### Provided records
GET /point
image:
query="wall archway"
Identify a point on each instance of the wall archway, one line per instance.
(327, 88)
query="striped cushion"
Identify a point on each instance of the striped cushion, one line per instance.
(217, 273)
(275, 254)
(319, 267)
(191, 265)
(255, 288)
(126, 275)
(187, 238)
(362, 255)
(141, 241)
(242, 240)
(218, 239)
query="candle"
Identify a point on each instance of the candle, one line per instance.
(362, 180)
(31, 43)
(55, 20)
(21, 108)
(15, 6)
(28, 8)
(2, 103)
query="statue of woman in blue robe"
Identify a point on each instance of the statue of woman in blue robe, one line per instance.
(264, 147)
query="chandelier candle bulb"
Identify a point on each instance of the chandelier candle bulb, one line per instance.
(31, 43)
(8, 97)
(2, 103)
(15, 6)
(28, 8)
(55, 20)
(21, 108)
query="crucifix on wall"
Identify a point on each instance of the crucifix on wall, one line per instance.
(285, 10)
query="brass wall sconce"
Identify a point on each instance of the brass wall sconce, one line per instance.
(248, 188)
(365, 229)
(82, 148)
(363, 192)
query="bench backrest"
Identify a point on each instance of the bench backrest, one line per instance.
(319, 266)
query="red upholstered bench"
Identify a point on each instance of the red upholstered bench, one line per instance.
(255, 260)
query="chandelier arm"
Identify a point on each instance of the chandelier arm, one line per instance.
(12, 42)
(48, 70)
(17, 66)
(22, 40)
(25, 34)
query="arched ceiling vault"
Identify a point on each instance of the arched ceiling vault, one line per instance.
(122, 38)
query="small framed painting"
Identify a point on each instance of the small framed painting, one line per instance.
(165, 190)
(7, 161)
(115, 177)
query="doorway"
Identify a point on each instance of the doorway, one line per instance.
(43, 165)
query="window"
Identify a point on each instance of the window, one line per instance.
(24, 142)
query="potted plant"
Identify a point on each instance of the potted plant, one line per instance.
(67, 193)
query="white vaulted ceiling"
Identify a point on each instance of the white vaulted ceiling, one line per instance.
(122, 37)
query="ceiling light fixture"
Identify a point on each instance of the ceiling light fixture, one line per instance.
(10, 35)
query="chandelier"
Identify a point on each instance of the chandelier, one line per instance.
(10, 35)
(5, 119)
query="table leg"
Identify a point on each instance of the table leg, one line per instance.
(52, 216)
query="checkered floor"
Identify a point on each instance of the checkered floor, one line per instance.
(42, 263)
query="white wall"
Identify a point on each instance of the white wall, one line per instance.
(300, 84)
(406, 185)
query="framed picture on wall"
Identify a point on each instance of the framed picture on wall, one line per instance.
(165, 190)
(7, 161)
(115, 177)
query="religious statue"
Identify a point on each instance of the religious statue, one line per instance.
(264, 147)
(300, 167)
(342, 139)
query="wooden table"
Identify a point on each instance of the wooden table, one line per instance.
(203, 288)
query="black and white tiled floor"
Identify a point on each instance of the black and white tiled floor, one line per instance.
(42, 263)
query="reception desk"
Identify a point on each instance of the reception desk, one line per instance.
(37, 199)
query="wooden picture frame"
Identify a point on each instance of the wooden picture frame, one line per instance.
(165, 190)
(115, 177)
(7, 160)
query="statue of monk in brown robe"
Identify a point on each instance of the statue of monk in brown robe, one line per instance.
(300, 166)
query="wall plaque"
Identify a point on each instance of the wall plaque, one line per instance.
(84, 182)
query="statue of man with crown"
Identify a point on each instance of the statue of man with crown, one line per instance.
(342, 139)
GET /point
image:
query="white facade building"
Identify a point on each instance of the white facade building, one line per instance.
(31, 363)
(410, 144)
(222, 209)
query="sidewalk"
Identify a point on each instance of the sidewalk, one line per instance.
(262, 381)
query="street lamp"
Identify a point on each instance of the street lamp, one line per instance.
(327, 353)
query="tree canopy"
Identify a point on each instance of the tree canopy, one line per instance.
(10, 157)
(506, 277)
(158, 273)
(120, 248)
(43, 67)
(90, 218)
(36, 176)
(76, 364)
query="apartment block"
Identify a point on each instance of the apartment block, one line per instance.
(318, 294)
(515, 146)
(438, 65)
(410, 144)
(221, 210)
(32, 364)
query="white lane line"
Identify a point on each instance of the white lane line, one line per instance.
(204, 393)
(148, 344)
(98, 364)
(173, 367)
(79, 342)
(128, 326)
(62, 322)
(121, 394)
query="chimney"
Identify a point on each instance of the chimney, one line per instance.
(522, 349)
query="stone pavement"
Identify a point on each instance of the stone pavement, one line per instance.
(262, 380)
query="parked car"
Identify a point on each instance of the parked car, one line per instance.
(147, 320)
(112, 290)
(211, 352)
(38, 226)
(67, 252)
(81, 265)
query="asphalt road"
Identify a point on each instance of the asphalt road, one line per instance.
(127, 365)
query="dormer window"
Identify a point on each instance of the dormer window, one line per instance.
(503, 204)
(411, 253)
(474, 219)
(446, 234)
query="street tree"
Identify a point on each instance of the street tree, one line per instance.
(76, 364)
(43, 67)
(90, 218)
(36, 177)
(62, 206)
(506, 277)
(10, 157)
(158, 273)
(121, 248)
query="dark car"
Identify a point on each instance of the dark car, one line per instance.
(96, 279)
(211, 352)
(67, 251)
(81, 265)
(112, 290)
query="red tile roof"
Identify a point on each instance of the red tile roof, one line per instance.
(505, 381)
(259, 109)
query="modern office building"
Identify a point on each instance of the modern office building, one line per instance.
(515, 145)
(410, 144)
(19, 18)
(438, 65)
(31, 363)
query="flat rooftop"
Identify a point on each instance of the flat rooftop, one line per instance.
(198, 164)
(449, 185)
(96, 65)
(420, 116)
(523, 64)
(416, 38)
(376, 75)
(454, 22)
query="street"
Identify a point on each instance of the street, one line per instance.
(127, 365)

### Work instructions
Please reproduce every line shown above, exactly as written.

### Answer to this problem
GET /point
image:
query="wall archway"
Identify a point on each instance of the wall archway, one line per instance.
(327, 88)
query="striped cushion"
Identify a point on each instance of the striped cushion, one line per instance.
(217, 273)
(275, 254)
(319, 267)
(191, 265)
(255, 288)
(126, 275)
(187, 238)
(362, 255)
(141, 241)
(242, 240)
(218, 239)
query="candle"
Identify a point on each instance of the candle, one line per instance.
(362, 180)
(31, 43)
(55, 20)
(21, 108)
(15, 6)
(28, 8)
(2, 103)
query="statue of woman in blue robe"
Identify a point on each instance of the statue of woman in blue robe, one line per instance.
(264, 147)
query="chandelier candle bulb"
Identify a point on each instance of the chandelier candle bulb, one line per instance.
(31, 43)
(8, 97)
(2, 103)
(15, 6)
(28, 8)
(55, 20)
(21, 108)
query="crucifix on wall"
Identify a point on each instance of the crucifix on wall, one line per instance.
(285, 10)
query="brass wall sconce"
Identify a point on each instance of the brass wall sconce, one line per instance.
(248, 188)
(365, 229)
(82, 148)
(363, 192)
query="bench backrest"
Identify a point on each instance of the bench backrest, one line per instance.
(319, 266)
query="red upholstered bench"
Identify a point on each instance of the red upholstered bench, one line per instance.
(255, 260)
query="chandelier arm"
Identify a point on each instance of the chandelier arm, one line per instance.
(12, 42)
(48, 70)
(17, 66)
(22, 40)
(25, 34)
query="arched ceiling vault"
Identify a point on each instance of the arched ceiling vault, one line per instance.
(122, 38)
query="small framed painting"
Identify a point on each instance of the small framed painting, one line per instance.
(165, 190)
(7, 161)
(115, 177)
query="doorway"
Identify a point on each instance of the doorway, one line per instance.
(43, 165)
query="window"
Identify a point on each instance of the window, one line per instance.
(24, 142)
query="potted plant"
Identify a point on each instance of the potted plant, one line per instance.
(67, 193)
query="white vaulted ceiling"
Identify a point on each instance of the white vaulted ceiling, one line per instance.
(122, 37)
query="ceiling light fixture"
Identify a point on each instance of the ceiling light fixture, one line per instance.
(10, 35)
query="chandelier"
Identify a point on each instance of the chandelier, one line per instance.
(10, 35)
(5, 119)
query="table leg"
Identify a point on each instance of the table leg, one line per instance.
(52, 216)
query="checkered floor"
Identify a point on each instance of the checkered floor, one line per instance.
(42, 263)
query="white wall"
Identify a point on each instance of the white wall, one line per instance.
(300, 84)
(406, 185)
query="framed picture on wall"
Identify a point on each instance of the framed picture on wall, one line per instance.
(165, 190)
(7, 161)
(115, 177)
query="religious statue"
Identify a point on each instance of the religious statue, one line per instance.
(264, 147)
(300, 167)
(342, 139)
query="wooden table"
Identify a point on each instance of the wooden table, one line per instance.
(203, 288)
query="black and white tiled floor"
Identify a point on each instance of the black and white tiled floor, one line per instance.
(42, 263)
query="reception desk"
Identify a point on each instance of the reception desk, one line per instance.
(37, 199)
query="wooden picture frame"
Identify a point on each instance of the wooden picture frame, one line per instance.
(165, 190)
(115, 177)
(7, 160)
query="statue of monk in brown robe"
Identify a point on each instance of the statue of monk in brown robe, one line per instance.
(300, 166)
query="wall plaque"
Identify a point on each instance of the wall plaque, one line per instance.
(84, 182)
query="statue of man with crown"
Identify a point on each instance of the statue of man with crown, one line per instance.
(342, 139)
GET /point
image:
query="white facade building"
Identify a point on each instance of the white facade building, one line per instance.
(31, 363)
(410, 144)
(222, 209)
query="sidewalk"
Identify a point on each instance of the sidewalk, one line per instance.
(262, 381)
query="street lamp"
Identify a point on each instance of the street lamp, one line per instance.
(327, 353)
query="tree canopy"
Identify a point on each instance of the tree canopy, one line per instance.
(10, 157)
(506, 277)
(158, 273)
(120, 248)
(43, 67)
(90, 218)
(36, 176)
(76, 364)
query="apartment block"
Identify a point on each instance of the apartment block, one line per instance.
(318, 294)
(515, 146)
(438, 65)
(410, 144)
(221, 210)
(32, 364)
query="white lane line"
Identify a point on each instance of the white lane line, one line per instance.
(204, 393)
(148, 344)
(98, 364)
(173, 367)
(79, 342)
(128, 326)
(62, 322)
(121, 394)
query="chimney"
Identify a point on each instance of the chimney, one line per instance.
(522, 349)
query="stone pavement"
Identify a point on each instance of the stone pavement, one line per instance.
(262, 380)
query="parked car"
Identify a point on each instance of the parked car, one line per instance.
(147, 320)
(112, 290)
(211, 352)
(38, 226)
(67, 252)
(81, 265)
query="asphalt road"
Identify a point on each instance of the asphalt road, one line per instance.
(127, 365)
query="dormer window"
Identify a point on each instance of the dormer window, one line per instance.
(503, 204)
(411, 253)
(474, 219)
(446, 234)
query="street tree"
Identify a point on each instance of the street tree, one line per instance.
(76, 364)
(43, 67)
(90, 218)
(36, 177)
(62, 206)
(506, 277)
(10, 157)
(158, 273)
(121, 248)
query="dark car"
Identify a point on each instance of the dark car, one line per instance.
(96, 279)
(211, 352)
(67, 251)
(81, 265)
(112, 290)
query="red tile roof"
Identify a point on each instance of the red tile roof, one line per instance.
(505, 381)
(259, 109)
query="modern office building"
Identify a point on each instance of the modern office building, one line per instance.
(515, 145)
(410, 144)
(19, 18)
(438, 65)
(31, 363)
query="flat rooftop"
Identify a point on each instance of the flat rooftop, one line per instance.
(198, 164)
(449, 185)
(96, 65)
(420, 116)
(523, 64)
(416, 38)
(376, 75)
(454, 22)
query="street"
Identify a point on each instance of the street, one line per instance.
(127, 365)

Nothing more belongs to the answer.